======== DATA SECTION ========
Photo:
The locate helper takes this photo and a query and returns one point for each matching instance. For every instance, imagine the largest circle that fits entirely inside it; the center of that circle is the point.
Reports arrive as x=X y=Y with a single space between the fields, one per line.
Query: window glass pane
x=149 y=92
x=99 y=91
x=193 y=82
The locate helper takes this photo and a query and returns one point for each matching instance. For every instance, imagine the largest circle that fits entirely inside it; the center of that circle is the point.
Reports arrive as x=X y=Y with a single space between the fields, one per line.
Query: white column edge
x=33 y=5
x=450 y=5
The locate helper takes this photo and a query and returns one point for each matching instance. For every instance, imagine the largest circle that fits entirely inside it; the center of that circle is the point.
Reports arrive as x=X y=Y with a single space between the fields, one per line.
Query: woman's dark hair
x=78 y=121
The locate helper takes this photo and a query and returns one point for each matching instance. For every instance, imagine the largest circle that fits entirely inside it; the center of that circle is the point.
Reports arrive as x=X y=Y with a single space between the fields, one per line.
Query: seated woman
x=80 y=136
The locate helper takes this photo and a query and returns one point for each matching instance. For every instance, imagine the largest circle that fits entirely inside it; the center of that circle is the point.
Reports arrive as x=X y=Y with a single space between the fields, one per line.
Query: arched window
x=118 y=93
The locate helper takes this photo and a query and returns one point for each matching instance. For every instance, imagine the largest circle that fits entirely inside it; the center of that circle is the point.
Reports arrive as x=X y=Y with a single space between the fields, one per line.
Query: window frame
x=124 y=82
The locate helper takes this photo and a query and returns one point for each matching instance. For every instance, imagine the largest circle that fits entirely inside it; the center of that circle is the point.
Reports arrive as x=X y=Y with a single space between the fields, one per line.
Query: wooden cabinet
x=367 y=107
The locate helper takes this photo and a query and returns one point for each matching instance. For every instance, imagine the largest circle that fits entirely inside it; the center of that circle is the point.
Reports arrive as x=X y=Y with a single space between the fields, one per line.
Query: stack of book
========
* WHAT YOU SHOULD DO *
Write the records above out again, exactly as they are.

* WRITTEN REPLY *
Photo:
The locate helper takes this photo and a query and returns one point for each matching instance. For every instance, imagine the largest circle that fits entirely inside it; the center of that circle is the point.
Reports arrive as x=X y=Y with a single space between the fields, one per line.
Query: window glass pane
x=149 y=92
x=99 y=91
x=193 y=82
The locate helper takes this photo and a query and returns one point for each matching instance. For every instance, imagine the largest circle that fits entirely inside it; the center of that circle is the point.
Reports arrive as x=X y=Y with a single space between the fields, one per line.
Query: white column edge
x=33 y=5
x=450 y=5
The locate helper takes this photo and a query and returns one point for each matching instance. For every instance, imagine the largest circle that fits entirely inside it; the center of that circle is the point.
Reports arrive as x=X y=Y with a single space between the fields, one per line.
Query: woman's dark hair
x=78 y=121
The locate helper takes this photo and a query and returns one point for each matching instance. For every instance, imagine the largest circle that fits entirely inside it; the center of that circle is the point.
Reports arrive as x=X y=Y with a single space between the fields, one per line.
Query: seated woman
x=80 y=136
The locate helper takes this photo and a query and returns one point for each matching instance. For every instance, imagine the largest circle that fits entirely inside it; the center of that circle is the point.
Reports arrive as x=X y=Y with a single space between the fields, one per line.
Query: arched window
x=118 y=93
The locate helper takes this photo and a query and returns one point for each matching instance. For every instance, imagine the largest circle that fits entirely inside it; the center of that circle is the point.
Reports arrive as x=X y=Y with a single space between the fields, one per line.
Query: window frame
x=124 y=82
The locate helper takes this photo and a query and returns one point for each matching instance. For every instance, imagine the largest circle that fits entirely inside it; the center of that circle is the point.
Reports arrive as x=X y=Y with a single space between the fields, one per line.
Query: wooden cabinet
x=367 y=107
The locate helper takes this photo and a query and returns one point for each matching instance. For every instance, imagine the largest circle that fits entirely inside it; the center of that circle is the point.
Reports arrive as x=X y=Y with a single space between the fields, one per line.
Query: stack of book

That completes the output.